Go through the entries below and count the lines holding the word "drops". Reply with only the number, please.
------ Records shown ------
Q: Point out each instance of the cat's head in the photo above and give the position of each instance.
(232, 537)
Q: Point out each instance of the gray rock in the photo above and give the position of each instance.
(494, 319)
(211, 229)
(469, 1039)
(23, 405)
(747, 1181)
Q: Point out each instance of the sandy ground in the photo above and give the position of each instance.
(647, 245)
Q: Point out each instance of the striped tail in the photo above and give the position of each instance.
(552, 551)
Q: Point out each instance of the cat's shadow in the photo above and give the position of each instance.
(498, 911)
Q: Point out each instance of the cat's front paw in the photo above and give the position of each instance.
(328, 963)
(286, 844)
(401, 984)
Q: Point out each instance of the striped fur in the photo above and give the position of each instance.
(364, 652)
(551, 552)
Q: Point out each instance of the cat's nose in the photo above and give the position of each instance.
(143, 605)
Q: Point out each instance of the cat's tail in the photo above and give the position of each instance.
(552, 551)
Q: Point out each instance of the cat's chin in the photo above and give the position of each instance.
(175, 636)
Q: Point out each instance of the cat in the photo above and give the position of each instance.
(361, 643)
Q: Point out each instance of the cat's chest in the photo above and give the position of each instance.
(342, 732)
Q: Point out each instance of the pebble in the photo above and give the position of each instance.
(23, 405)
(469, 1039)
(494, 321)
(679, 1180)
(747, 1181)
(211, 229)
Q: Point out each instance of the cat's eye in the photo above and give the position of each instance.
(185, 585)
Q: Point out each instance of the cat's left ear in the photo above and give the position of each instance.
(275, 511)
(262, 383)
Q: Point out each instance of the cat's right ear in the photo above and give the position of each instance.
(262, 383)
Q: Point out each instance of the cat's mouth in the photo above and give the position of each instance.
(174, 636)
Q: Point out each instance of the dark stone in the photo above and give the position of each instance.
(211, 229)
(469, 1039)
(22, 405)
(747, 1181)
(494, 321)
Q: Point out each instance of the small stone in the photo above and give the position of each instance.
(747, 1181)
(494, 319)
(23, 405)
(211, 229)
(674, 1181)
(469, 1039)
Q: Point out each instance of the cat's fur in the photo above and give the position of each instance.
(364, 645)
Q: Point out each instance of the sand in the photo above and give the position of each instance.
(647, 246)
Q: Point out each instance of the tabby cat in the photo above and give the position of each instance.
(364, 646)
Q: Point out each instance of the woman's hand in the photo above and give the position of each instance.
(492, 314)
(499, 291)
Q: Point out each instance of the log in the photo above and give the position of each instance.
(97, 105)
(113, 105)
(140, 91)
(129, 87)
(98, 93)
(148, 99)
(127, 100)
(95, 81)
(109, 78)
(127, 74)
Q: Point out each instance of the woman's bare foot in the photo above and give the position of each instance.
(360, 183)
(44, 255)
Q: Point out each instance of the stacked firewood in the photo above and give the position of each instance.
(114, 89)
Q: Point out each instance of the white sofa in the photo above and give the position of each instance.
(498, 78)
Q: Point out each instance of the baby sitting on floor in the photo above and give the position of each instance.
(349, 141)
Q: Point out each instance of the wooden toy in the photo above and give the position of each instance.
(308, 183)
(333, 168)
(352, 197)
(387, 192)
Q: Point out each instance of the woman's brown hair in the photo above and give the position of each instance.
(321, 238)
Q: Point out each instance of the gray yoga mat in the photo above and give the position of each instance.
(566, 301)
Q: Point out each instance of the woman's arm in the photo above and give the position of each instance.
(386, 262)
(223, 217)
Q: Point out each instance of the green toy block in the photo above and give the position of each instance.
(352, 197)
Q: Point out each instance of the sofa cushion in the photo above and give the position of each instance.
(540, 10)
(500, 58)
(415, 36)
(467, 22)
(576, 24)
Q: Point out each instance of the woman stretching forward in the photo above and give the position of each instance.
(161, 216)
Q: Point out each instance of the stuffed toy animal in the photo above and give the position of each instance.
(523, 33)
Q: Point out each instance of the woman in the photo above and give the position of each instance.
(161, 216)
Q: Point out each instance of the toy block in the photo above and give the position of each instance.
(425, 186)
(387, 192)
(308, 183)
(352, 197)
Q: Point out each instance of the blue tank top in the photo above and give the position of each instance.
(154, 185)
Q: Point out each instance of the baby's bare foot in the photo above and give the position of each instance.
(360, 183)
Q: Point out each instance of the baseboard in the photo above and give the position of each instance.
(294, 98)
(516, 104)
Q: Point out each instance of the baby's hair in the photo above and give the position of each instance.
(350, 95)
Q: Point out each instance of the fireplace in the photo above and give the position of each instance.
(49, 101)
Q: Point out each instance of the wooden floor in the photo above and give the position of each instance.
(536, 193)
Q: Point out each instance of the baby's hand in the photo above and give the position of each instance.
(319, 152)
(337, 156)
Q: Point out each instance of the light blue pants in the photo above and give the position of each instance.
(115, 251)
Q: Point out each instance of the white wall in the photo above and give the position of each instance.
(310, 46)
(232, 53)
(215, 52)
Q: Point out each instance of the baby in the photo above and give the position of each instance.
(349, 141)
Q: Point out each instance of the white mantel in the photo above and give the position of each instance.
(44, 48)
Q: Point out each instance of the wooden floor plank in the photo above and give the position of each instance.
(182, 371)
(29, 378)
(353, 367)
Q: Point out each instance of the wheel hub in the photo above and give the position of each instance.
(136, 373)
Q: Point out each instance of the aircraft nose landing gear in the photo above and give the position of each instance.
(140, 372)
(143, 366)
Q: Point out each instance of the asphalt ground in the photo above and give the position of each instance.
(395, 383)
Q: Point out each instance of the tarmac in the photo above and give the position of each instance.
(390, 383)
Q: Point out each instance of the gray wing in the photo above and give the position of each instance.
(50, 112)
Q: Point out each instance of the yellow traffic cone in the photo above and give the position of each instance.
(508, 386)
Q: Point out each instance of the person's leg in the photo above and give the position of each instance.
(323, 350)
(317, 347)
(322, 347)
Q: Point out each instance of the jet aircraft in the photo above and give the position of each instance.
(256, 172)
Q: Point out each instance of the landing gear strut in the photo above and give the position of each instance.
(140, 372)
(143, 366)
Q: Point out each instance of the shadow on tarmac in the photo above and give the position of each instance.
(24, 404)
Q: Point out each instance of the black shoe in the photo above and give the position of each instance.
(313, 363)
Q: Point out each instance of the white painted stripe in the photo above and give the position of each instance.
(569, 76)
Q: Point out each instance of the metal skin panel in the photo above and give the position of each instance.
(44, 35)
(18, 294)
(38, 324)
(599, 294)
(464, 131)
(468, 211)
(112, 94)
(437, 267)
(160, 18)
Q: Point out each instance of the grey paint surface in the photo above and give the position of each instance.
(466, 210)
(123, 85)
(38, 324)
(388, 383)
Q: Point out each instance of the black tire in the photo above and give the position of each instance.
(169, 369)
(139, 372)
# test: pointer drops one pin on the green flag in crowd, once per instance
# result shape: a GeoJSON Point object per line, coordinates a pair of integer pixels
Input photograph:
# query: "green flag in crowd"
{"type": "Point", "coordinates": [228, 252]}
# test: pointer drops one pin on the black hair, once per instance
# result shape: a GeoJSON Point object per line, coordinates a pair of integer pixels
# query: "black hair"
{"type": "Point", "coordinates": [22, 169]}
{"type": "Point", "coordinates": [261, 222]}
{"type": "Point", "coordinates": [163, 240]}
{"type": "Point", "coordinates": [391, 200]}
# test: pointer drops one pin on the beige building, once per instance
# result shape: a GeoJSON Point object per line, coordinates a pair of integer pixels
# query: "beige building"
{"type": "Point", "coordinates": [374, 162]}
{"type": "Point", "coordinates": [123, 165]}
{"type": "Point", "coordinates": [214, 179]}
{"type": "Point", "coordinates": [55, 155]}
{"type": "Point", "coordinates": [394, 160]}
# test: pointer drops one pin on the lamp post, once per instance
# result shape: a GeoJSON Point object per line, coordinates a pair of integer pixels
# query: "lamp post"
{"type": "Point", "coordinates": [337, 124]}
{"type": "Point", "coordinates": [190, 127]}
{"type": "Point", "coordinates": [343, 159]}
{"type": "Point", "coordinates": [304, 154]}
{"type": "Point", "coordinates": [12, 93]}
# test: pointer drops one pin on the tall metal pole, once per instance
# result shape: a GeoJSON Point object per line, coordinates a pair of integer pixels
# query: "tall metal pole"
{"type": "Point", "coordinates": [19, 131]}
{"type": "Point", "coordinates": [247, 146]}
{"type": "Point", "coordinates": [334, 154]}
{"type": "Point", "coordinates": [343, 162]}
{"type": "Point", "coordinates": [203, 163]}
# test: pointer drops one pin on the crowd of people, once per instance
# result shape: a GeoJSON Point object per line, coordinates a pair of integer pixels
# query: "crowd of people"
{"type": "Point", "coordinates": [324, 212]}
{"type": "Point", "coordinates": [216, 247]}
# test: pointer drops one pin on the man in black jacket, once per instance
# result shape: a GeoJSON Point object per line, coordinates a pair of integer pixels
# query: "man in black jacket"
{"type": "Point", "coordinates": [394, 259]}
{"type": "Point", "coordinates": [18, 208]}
------
_Answer_:
7